Problem to solve:
Leave out the pictures and repeat every record exactly.

Data items
........

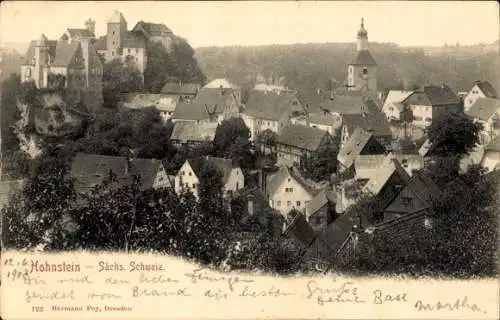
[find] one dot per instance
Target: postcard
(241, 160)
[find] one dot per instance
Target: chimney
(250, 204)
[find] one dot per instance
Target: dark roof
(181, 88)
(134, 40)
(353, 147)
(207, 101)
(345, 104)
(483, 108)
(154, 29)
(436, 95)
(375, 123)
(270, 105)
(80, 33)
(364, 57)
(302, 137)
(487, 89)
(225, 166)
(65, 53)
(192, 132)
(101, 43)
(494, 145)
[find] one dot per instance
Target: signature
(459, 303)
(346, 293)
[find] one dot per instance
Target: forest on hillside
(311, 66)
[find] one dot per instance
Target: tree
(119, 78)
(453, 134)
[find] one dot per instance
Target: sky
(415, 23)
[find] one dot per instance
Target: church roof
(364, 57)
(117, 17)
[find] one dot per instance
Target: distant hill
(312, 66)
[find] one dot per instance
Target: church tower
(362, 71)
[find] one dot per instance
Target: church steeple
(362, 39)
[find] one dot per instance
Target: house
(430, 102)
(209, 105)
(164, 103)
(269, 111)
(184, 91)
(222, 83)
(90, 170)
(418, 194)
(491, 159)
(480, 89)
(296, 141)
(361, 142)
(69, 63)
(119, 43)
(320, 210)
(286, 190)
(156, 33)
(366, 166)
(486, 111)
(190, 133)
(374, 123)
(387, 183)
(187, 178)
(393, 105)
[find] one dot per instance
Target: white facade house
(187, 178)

........

Solution for this task:
[find] one dot per instance
Target: postcard
(241, 160)
[find] one dot per instance
Target: chimney
(250, 204)
[find] one dot per instance
Target: dark roof
(181, 88)
(134, 40)
(353, 147)
(207, 101)
(345, 104)
(483, 108)
(154, 29)
(436, 95)
(375, 123)
(270, 105)
(80, 33)
(364, 57)
(302, 137)
(487, 89)
(225, 166)
(65, 53)
(192, 132)
(101, 43)
(494, 145)
[find] one dot per instance
Target: signature
(459, 303)
(346, 293)
[find] one dot per instance
Target: forest on hillside
(311, 66)
[find] one dot per instance
Target: tree
(119, 78)
(453, 134)
[find] one dot per instance
Target: sky
(415, 23)
[find] one dot per instance
Target: church roof
(364, 57)
(117, 17)
[find] one dot per instance
Target: distant hill
(312, 66)
[find] one dot per instance
Target: church tower
(362, 71)
[find] one dot per instance
Target: church steeple
(362, 39)
[find] one dot per instance
Target: house
(430, 102)
(209, 105)
(164, 103)
(269, 111)
(184, 91)
(222, 83)
(90, 170)
(418, 194)
(491, 159)
(480, 89)
(296, 141)
(361, 142)
(69, 63)
(119, 43)
(320, 210)
(286, 190)
(156, 33)
(366, 166)
(486, 111)
(190, 133)
(374, 123)
(387, 183)
(187, 178)
(393, 105)
[find] one dot per instance
Target: white facade house
(187, 178)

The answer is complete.